BEGIN Supplied records

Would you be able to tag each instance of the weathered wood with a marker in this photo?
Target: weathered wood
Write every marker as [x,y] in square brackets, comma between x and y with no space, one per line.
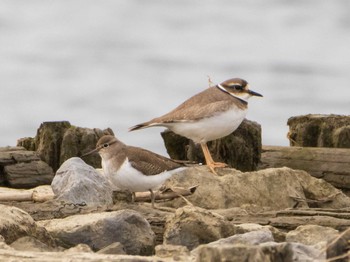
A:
[331,164]
[316,130]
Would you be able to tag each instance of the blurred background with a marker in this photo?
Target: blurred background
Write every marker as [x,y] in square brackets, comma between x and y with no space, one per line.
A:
[115,64]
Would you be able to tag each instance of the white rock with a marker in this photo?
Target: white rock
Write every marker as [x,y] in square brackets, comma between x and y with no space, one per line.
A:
[78,183]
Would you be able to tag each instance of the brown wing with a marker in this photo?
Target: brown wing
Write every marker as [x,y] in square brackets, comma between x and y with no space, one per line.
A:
[199,106]
[150,163]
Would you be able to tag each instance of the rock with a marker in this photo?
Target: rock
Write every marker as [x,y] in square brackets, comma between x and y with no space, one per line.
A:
[30,256]
[319,131]
[278,236]
[311,234]
[76,182]
[262,188]
[58,141]
[191,226]
[20,168]
[29,243]
[114,248]
[339,247]
[79,248]
[250,238]
[240,150]
[15,223]
[175,252]
[99,230]
[28,175]
[264,252]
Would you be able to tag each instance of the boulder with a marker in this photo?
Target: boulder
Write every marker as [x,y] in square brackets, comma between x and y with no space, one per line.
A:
[76,182]
[98,230]
[174,252]
[241,149]
[114,248]
[192,226]
[311,234]
[20,168]
[273,189]
[29,243]
[270,251]
[15,223]
[319,131]
[58,141]
[338,247]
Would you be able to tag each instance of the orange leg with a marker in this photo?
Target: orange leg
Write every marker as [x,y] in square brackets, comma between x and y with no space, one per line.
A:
[209,160]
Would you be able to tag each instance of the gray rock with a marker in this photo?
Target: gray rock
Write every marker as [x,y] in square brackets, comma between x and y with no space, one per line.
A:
[339,247]
[241,149]
[78,183]
[114,248]
[29,243]
[192,226]
[319,131]
[175,252]
[28,175]
[311,234]
[99,230]
[20,168]
[79,249]
[265,252]
[274,189]
[15,223]
[249,238]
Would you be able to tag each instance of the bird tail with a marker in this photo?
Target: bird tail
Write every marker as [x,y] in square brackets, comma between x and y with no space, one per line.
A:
[137,127]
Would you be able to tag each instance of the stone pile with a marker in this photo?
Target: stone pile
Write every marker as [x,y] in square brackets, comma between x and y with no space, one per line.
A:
[20,168]
[273,214]
[234,216]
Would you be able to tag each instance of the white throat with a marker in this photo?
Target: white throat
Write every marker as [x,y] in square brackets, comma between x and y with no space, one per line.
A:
[244,98]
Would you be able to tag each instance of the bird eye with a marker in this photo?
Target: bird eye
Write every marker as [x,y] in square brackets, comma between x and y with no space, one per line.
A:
[237,87]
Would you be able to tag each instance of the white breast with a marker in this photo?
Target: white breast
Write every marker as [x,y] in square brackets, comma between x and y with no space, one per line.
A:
[210,128]
[129,178]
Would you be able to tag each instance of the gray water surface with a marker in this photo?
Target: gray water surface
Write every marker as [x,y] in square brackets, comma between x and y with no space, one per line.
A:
[118,63]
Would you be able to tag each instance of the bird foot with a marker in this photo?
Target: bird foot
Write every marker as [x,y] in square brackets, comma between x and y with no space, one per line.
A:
[216,165]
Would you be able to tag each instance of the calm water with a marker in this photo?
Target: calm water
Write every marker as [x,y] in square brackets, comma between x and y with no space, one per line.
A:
[115,63]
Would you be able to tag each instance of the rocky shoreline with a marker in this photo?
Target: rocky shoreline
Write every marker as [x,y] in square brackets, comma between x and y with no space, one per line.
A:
[267,212]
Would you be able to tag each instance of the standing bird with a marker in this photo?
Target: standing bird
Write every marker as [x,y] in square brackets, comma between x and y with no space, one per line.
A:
[211,114]
[134,168]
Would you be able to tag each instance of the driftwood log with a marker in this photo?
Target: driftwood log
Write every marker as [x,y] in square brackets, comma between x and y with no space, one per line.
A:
[44,193]
[331,164]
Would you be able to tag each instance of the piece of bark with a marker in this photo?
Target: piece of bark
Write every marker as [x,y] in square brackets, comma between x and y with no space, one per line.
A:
[317,130]
[331,164]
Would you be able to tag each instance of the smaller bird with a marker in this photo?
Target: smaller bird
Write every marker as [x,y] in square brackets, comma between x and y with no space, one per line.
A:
[211,114]
[134,168]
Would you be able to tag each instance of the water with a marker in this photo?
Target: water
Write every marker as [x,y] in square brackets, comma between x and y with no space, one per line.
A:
[118,63]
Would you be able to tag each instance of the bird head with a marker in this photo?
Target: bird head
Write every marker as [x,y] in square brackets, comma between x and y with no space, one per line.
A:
[103,145]
[238,88]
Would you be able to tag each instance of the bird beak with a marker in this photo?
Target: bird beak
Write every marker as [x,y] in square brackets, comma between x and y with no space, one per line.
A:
[91,152]
[252,93]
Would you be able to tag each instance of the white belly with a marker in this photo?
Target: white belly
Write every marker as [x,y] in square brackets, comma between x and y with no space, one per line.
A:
[211,128]
[129,178]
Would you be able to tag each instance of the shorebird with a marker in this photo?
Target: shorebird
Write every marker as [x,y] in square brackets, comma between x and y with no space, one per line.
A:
[133,168]
[211,114]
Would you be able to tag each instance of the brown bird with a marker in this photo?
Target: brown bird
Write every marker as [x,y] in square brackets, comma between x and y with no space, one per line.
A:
[133,168]
[211,114]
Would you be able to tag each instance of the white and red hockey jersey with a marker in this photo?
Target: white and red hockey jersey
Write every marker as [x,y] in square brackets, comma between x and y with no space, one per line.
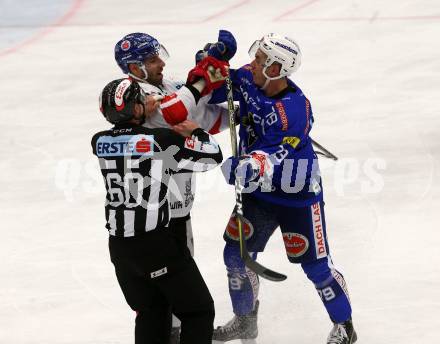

END Supplied records

→ Written request
Please collect every line of the data above that contains the string "head", with case counting.

→ Problem solution
Would you be able to tag each instance of the bird head with a marker in this photo?
Target: bird head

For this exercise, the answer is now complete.